Provided records
** START **

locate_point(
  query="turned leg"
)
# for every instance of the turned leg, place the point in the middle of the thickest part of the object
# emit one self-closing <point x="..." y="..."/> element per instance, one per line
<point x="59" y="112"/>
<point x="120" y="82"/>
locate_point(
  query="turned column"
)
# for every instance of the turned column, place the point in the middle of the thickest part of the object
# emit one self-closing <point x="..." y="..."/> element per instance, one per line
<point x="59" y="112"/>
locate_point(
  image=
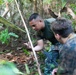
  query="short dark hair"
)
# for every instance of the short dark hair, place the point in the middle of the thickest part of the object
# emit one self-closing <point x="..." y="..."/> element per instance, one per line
<point x="33" y="16"/>
<point x="62" y="27"/>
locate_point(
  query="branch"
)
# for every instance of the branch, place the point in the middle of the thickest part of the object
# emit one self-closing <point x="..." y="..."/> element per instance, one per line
<point x="38" y="65"/>
<point x="5" y="22"/>
<point x="6" y="10"/>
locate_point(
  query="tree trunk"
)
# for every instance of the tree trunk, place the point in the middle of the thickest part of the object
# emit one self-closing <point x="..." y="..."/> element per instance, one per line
<point x="5" y="22"/>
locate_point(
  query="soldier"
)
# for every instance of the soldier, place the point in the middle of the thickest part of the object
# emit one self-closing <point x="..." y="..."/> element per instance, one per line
<point x="63" y="32"/>
<point x="45" y="33"/>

** END **

Required work
Write out the whole listing again, exactly, with no pictures.

The answer
locate_point(
  query="turned leg"
)
# for every instance of the turned leg, place the point in the middle of the thickest part of the object
# emit one self-closing <point x="..." y="..."/> element per instance, one per line
<point x="59" y="112"/>
<point x="120" y="82"/>
locate_point(
  query="turned column"
)
# for every instance of the turned column, place the point in the middle of the thickest part of the object
# emit one self-closing <point x="..." y="..."/> element per instance, one per line
<point x="59" y="112"/>
locate_point(
  image=
  query="short dark hair"
)
# for every instance of the short dark hair, place the point in the middle of the thickest part of the object
# emit one self-closing <point x="..." y="..."/> element per instance, one per line
<point x="33" y="16"/>
<point x="62" y="27"/>
locate_point(
  query="branch"
)
# for every instance of the branch, place the point in the middle of the thickest part of the object
# emit one self-closing <point x="..." y="..."/> element per instance, one per line
<point x="38" y="65"/>
<point x="5" y="22"/>
<point x="6" y="10"/>
locate_point(
  query="tree trunk"
)
# for every instance of the tree trunk, place the point in the middle of the thickest part of the object
# emit one self-closing <point x="..." y="..."/> element per instance, one per line
<point x="5" y="22"/>
locate_point(
  query="soldier"
)
# for every instance of the soldier, place the point in the middle of the thickest part of the object
# emit one self-closing <point x="..." y="..."/> element per instance, one per line
<point x="63" y="32"/>
<point x="45" y="33"/>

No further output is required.